Stored items from a collection:
━━━━

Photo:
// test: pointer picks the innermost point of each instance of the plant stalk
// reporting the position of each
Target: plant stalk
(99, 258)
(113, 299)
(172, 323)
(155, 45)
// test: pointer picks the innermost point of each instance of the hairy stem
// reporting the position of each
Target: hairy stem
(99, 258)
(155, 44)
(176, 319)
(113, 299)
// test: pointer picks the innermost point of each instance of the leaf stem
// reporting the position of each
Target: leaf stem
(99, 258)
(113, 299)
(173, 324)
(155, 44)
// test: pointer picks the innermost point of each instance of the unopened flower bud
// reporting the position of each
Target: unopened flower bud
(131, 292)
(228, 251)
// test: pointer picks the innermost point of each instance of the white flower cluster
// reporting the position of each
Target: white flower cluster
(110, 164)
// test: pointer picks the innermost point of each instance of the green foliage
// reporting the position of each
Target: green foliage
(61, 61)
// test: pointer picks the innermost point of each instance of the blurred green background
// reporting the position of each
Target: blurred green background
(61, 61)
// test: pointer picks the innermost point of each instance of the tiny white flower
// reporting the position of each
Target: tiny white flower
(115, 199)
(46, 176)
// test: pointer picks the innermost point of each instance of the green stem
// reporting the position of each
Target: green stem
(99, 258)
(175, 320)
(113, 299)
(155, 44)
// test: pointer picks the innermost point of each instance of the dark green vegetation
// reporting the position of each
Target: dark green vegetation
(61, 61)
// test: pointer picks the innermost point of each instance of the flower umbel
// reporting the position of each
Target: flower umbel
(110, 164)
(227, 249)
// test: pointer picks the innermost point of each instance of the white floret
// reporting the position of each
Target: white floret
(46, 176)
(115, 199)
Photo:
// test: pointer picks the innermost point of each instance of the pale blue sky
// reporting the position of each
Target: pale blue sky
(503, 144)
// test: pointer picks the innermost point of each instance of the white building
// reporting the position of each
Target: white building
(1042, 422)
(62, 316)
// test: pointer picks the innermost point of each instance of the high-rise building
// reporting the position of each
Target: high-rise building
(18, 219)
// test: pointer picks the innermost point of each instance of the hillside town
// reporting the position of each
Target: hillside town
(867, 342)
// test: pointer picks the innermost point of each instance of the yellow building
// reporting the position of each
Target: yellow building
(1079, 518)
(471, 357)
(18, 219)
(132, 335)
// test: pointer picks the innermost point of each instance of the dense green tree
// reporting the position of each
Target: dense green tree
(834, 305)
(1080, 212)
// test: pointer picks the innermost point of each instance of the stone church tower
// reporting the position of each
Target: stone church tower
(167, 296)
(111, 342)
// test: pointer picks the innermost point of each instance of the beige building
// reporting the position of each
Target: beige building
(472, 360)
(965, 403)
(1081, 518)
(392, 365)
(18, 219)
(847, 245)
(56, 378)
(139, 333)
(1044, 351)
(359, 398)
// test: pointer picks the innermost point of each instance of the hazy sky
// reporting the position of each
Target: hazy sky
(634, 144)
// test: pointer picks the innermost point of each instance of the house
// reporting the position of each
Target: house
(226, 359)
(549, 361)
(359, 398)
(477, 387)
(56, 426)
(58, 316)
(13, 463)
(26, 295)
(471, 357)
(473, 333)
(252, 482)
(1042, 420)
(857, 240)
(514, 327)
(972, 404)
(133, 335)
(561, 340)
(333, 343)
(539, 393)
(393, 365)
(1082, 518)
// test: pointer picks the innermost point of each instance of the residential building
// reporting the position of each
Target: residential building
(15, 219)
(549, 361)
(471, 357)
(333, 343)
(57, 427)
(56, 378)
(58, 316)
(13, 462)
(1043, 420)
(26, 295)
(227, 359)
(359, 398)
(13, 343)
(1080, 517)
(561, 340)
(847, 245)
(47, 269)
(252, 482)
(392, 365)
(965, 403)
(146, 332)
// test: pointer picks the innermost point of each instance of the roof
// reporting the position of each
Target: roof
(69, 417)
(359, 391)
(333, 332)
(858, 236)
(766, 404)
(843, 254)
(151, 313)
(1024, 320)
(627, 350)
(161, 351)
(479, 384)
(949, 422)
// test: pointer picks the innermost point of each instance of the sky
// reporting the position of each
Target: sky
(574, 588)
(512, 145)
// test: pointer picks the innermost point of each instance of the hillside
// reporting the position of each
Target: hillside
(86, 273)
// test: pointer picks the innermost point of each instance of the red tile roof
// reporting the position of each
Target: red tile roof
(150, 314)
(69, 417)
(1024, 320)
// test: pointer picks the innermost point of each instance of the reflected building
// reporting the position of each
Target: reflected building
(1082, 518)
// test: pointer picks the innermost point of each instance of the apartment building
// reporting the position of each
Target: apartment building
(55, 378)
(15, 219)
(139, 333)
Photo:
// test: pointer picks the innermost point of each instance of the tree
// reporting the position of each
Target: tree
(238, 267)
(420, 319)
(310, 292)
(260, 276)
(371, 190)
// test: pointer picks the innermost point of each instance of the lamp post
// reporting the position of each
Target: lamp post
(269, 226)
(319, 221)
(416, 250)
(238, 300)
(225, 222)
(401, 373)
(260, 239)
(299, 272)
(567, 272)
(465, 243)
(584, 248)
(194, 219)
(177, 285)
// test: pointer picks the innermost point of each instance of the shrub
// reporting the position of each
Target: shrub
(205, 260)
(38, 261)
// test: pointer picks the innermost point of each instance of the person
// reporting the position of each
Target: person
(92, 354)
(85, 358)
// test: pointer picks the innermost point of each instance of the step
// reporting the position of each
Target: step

━━━━

### [Task objective]
Please return all of the entries shown above, exactly as they stand.

### [Task response]
Photo:
// test: pointer picks the innermost point of each instance of the plant stalk
// reporting the position of each
Target: plant stalk
(99, 258)
(113, 299)
(172, 323)
(155, 45)
// test: pointer picks the innermost point of each instance of the hairy stem
// reporting the position of each
Target: hairy stem
(99, 258)
(155, 44)
(176, 319)
(113, 299)
// test: pointer picks the innermost point of each instance of the leaf stem
// reporting the position of each
Target: leaf stem
(99, 258)
(113, 299)
(173, 324)
(155, 44)
// test: pointer picks the innermost point of each instance of the unopened flower bud
// reporting the position of each
Target: unopened flower bud
(131, 292)
(228, 251)
// test: pointer picks the innermost point of each instance of the white flower cluster
// reporting the position of each
Target: white flower cluster
(110, 164)
// test: pointer picks the innermost point of each instance of the green foliage
// reporting the position of each
Target: green foliage
(61, 61)
// test: pointer picks the innermost point of each instance of the blurred green background
// reporting the position of each
Target: blurred green background
(61, 61)
// test: pointer picks the innermost point of each instance of the tiny white flower
// reporting the position of each
Target: tiny white flower
(115, 199)
(46, 176)
// test: pointer picks the innermost point of each instance of the green stem
// reporting the position of each
Target: green stem
(99, 258)
(175, 320)
(113, 299)
(155, 44)
// test: pointer picks the innermost point of each instance of the dark green vegetation
// reporting the position of each
Target: dark green vegetation
(61, 61)
// test: pointer picks the innermost point of each instance of the flower umbel
// reporting the position of each
Target: flower umbel
(110, 164)
(227, 249)
// test: pointer picks the innermost point of each instance of the white floret
// reporting the position of each
Target: white floret
(46, 176)
(115, 199)
Photo:
// test: pointer picks the innermost point of each instance of the pale blue sky
// reporting the position of each
Target: pale blue sky
(503, 144)
// test: pointer picks the innermost point of each instance of the white building
// reporting the position of each
Target: white building
(1042, 422)
(62, 316)
// test: pointer picks the innermost point of each instance of the high-rise building
// reporting the position of each
Target: high-rise building
(18, 219)
// test: pointer picks the innermost point of each instance of the hillside town
// reporting the position of each
Target: hillside town
(867, 342)
// test: pointer picks the innermost point of each instance of the yellow building
// reporting the position of each
Target: yellow building
(1079, 518)
(471, 357)
(18, 219)
(132, 335)
// test: pointer picks the innermost point of each instance of the dense green tree
// reporting the position of each
Target: dense green tree
(834, 305)
(1080, 212)
// test: pointer picks the innermost point of each instance of the stone church tower
// reporting the position of each
Target: stone church tower
(167, 296)
(111, 342)
// test: pointer picks the innermost point of each instance of the beige building
// reporting the position of each
Target: beige building
(472, 360)
(965, 403)
(1081, 518)
(392, 365)
(18, 219)
(847, 245)
(56, 378)
(139, 333)
(1044, 351)
(359, 398)
// test: pointer picks the innermost point of each instance of the hazy sky
// reporting the position of each
Target: hazy sky
(634, 144)
// test: pointer picks the innermost point of each instance of the house
// reporting the position of each
Target: house
(226, 359)
(549, 361)
(359, 398)
(477, 387)
(56, 426)
(58, 316)
(13, 463)
(26, 295)
(471, 357)
(473, 333)
(252, 482)
(1042, 420)
(857, 240)
(514, 327)
(972, 404)
(133, 335)
(561, 340)
(333, 343)
(539, 393)
(393, 365)
(1082, 518)
// test: pointer picks the innermost point of each instance of the residential building
// reporting the position of each
Target: residential building
(15, 219)
(549, 361)
(471, 357)
(333, 343)
(57, 427)
(56, 378)
(58, 316)
(13, 462)
(1043, 420)
(26, 295)
(227, 359)
(359, 398)
(13, 343)
(1080, 517)
(561, 340)
(847, 245)
(47, 269)
(252, 482)
(392, 365)
(965, 403)
(146, 332)
// test: pointer picks the innermost point of each instance of the roof
// reporting the position of each
Target: roof
(69, 417)
(359, 391)
(333, 332)
(858, 236)
(766, 404)
(843, 254)
(151, 313)
(1024, 320)
(627, 350)
(161, 351)
(479, 384)
(949, 422)
// test: pointer picks the innermost point of each instance of the sky
// reporting the position of each
Target: sky
(574, 588)
(512, 145)
// test: pointer picks the innermost point of each instance of the hillside
// reporting the position of each
Target: hillside
(86, 273)
// test: pointer picks the innermost point of each instance of the red tile roof
// reporting the position of each
Target: red tile roof
(150, 314)
(69, 417)
(1024, 320)
// test: pointer picks the innermost point of each instance of the reflected building
// reporting the position of each
Target: reflected building
(1082, 518)
// test: pointer picks the innermost point of each instance of the apartment building
// reporting the position of each
Target: apartment building
(55, 378)
(15, 219)
(139, 333)
Photo:
// test: pointer picks the innermost point of each instance of the tree
// reporting the position of each
Target: tree
(238, 267)
(420, 319)
(310, 292)
(260, 276)
(371, 190)
// test: pointer picks the innermost point of each instance of the lamp post
// reporting the position of each
Target: lamp post
(269, 226)
(319, 221)
(416, 250)
(238, 300)
(225, 222)
(401, 373)
(260, 239)
(299, 272)
(567, 272)
(465, 243)
(584, 248)
(194, 219)
(177, 285)
// test: pointer picks the innermost point of each instance of the shrub
// reporting the position of each
Target: shrub
(205, 260)
(38, 261)
// test: pointer picks the innermost point of each instance of the person
// reporting the position of each
Target: person
(92, 354)
(85, 358)
// test: pointer picks the innermost point of each instance of the step
// reporting the position of each
Target: step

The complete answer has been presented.